• [Dataset extract]:
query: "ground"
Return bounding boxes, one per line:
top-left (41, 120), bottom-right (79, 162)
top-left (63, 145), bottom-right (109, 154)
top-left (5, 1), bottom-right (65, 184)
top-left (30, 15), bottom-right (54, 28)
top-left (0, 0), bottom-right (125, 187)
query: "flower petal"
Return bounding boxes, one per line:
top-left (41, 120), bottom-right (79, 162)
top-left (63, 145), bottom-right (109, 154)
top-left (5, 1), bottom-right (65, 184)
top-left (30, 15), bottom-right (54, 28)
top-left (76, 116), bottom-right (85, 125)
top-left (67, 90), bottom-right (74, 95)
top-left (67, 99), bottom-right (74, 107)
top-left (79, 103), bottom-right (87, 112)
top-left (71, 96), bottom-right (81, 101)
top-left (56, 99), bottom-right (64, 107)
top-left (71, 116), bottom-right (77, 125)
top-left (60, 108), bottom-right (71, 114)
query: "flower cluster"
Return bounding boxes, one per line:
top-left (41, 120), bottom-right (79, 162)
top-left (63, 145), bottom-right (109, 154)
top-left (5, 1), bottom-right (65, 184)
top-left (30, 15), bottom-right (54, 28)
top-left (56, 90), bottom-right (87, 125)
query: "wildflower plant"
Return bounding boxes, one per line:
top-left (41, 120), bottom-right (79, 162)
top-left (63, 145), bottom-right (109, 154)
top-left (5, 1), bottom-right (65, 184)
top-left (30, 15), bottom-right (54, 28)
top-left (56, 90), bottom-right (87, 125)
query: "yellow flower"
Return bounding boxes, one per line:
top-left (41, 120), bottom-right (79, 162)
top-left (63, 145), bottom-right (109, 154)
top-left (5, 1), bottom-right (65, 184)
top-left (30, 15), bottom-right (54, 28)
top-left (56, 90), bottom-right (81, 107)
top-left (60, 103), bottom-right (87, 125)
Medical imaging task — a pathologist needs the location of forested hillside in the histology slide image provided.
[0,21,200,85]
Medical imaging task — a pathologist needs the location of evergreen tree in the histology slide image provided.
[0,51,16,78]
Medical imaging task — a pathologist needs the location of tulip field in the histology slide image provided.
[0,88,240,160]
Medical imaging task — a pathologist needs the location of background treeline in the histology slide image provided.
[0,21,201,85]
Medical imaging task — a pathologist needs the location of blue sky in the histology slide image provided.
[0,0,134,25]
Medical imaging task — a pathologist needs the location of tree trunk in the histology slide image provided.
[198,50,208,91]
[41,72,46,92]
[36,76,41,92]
---
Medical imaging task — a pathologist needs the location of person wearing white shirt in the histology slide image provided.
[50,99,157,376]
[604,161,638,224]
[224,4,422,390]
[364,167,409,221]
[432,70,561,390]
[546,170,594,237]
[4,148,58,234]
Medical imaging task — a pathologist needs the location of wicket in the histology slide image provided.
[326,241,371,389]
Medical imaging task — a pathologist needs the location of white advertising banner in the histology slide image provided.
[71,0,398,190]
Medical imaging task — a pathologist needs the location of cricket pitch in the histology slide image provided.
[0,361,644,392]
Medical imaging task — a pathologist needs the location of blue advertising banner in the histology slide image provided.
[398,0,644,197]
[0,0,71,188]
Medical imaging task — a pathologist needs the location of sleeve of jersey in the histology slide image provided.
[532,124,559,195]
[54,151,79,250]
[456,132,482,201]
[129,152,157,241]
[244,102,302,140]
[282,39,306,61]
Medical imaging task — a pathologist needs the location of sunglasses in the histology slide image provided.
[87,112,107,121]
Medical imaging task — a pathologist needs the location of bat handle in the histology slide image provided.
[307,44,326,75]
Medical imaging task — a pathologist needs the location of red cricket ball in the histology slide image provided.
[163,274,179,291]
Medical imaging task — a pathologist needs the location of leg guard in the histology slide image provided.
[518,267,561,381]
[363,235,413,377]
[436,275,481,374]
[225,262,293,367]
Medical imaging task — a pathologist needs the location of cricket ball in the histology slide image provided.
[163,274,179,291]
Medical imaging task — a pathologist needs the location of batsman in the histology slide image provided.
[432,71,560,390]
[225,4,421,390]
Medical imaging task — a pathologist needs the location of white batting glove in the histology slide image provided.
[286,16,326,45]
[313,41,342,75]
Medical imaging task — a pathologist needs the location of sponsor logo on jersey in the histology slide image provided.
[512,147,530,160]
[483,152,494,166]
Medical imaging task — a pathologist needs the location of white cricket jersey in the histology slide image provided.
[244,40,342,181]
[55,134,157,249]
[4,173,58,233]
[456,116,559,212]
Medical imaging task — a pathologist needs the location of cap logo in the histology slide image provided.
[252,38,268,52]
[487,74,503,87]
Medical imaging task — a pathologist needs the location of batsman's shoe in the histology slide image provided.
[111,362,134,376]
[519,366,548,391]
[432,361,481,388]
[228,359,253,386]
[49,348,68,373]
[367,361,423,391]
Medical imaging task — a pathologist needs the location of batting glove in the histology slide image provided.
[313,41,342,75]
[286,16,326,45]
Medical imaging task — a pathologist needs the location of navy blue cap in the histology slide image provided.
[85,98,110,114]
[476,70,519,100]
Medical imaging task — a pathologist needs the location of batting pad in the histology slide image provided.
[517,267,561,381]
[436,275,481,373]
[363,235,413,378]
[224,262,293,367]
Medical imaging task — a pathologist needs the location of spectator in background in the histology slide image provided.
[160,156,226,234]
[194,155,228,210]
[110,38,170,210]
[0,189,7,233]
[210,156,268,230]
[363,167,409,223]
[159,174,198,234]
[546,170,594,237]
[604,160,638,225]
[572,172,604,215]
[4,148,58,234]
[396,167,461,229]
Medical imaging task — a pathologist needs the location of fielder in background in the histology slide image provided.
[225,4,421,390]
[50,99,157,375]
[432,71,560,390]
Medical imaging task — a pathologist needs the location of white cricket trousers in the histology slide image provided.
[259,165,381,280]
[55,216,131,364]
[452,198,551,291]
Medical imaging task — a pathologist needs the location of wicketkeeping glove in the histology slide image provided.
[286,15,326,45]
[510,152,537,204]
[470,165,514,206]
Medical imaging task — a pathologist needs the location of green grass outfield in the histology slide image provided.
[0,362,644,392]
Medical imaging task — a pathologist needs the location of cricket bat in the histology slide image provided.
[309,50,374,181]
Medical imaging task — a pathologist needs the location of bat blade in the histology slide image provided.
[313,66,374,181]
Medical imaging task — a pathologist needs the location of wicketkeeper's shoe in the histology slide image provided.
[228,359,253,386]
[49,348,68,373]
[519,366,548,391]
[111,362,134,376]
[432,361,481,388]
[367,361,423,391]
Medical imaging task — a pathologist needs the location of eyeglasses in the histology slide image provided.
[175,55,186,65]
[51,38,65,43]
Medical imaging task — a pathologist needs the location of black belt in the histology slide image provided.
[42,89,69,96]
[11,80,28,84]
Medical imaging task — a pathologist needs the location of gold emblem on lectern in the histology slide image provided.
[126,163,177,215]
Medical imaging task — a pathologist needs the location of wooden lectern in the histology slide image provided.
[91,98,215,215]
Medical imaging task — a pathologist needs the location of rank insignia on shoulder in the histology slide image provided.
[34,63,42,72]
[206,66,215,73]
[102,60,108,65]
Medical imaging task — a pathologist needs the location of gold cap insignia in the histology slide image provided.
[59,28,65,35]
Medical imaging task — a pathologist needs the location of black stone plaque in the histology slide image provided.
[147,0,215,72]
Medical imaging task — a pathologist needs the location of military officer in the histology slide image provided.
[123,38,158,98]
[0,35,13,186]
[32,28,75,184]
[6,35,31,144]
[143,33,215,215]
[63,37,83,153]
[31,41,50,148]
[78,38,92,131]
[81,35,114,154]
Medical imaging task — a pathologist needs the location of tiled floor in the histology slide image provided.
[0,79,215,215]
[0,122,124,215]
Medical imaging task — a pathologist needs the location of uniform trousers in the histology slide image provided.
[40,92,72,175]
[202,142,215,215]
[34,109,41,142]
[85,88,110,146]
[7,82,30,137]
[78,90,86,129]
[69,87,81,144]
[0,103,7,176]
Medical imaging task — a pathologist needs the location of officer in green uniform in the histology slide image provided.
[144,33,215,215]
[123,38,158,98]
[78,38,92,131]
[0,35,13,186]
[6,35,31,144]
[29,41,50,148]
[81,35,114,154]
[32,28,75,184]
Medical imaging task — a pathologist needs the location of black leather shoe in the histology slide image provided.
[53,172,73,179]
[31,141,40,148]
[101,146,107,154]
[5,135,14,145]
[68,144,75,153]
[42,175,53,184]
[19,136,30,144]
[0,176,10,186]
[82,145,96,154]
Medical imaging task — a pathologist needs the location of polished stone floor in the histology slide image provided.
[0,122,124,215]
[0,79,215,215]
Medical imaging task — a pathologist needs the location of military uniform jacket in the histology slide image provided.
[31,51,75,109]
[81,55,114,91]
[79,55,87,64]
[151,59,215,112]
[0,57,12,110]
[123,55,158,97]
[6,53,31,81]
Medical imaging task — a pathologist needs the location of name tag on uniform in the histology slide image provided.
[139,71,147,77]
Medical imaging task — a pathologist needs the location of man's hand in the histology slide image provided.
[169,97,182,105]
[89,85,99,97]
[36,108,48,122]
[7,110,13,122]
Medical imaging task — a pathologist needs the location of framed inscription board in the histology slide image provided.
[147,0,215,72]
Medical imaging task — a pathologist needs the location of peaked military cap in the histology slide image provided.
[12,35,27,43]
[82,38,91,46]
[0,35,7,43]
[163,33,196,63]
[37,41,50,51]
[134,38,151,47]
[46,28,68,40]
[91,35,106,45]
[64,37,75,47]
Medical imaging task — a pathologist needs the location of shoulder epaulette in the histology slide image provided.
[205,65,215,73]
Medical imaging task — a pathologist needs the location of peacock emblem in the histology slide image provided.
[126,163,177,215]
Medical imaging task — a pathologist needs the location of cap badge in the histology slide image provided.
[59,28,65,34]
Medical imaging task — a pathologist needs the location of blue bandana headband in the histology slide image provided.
--
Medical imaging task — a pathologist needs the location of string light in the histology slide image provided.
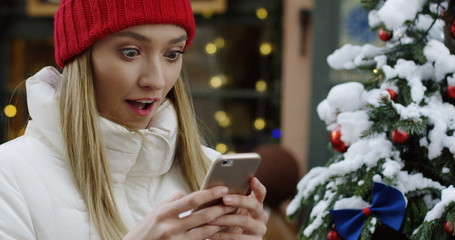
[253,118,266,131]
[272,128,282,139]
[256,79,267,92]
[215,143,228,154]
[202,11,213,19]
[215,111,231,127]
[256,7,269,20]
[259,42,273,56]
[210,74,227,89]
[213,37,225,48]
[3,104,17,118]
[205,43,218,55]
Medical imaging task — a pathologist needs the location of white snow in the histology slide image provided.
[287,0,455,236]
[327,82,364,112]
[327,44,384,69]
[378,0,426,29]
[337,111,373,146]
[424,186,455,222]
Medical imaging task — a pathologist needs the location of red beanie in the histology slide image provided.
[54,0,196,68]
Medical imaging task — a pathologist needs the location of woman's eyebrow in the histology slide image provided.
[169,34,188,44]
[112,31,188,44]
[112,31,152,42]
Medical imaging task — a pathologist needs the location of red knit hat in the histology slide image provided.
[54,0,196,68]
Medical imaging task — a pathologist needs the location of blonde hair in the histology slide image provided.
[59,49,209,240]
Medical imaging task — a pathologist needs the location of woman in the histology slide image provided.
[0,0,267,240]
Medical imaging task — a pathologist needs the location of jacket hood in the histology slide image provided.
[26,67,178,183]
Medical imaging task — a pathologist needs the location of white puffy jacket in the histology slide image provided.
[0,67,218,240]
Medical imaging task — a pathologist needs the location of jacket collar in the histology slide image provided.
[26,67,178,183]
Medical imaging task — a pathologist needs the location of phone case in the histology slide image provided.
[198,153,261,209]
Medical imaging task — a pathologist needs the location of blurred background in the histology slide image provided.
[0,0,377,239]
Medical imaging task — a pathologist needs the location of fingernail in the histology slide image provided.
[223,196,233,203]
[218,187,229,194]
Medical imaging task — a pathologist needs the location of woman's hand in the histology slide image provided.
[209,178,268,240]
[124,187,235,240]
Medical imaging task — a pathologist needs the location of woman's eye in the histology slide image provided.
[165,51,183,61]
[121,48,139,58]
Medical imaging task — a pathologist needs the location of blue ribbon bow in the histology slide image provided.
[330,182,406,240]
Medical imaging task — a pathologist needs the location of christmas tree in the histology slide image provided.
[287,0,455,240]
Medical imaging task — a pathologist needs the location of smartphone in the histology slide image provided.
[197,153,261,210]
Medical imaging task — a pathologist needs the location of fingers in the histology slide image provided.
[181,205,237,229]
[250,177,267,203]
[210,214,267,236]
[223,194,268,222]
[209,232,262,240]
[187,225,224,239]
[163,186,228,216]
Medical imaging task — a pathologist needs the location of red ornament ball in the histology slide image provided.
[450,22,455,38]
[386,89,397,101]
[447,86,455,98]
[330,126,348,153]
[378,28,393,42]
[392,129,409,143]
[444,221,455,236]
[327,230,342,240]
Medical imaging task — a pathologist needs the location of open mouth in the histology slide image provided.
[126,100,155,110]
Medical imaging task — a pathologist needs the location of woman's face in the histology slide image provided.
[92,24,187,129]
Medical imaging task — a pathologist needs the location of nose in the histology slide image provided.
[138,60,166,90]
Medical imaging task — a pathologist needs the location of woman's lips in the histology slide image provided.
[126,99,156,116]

• [Stated exercise]: Reproduce the records, unchanged, from the line containing "bow in the histology slide image provided." through the line containing "[92,24,187,129]", including both of those lines.

• [Result for this exercise]:
Medical imaging task — a pathologist needs the location of blue ribbon bow in the histology slide image provided.
[330,182,406,240]
Medical imaging task — a pathologist needs the location of christmas tree in the histology slide image provided.
[287,0,455,240]
Medical imaging task — a pathologist needs the location of smartphone in the histology slide image provided.
[197,153,261,210]
Medical imaging task — a pathologist needs the location of fingers in the histology slide image provided.
[181,205,237,229]
[250,177,267,203]
[210,214,267,236]
[223,194,268,222]
[209,232,262,240]
[187,225,224,239]
[163,186,228,216]
Medical imaging task — a pathologist needs the location of red ornament ball in the histology slide image provided.
[450,22,455,38]
[386,89,397,101]
[447,86,455,98]
[330,126,348,153]
[378,28,393,42]
[392,129,409,143]
[444,221,455,236]
[327,230,342,240]
Medical imaging task — a pathologist needs the location of open mouth in the histology slide image provided.
[126,100,155,110]
Medical imaging task — a pathologist needs the location of woman's face in the histology slide image provided.
[92,24,187,129]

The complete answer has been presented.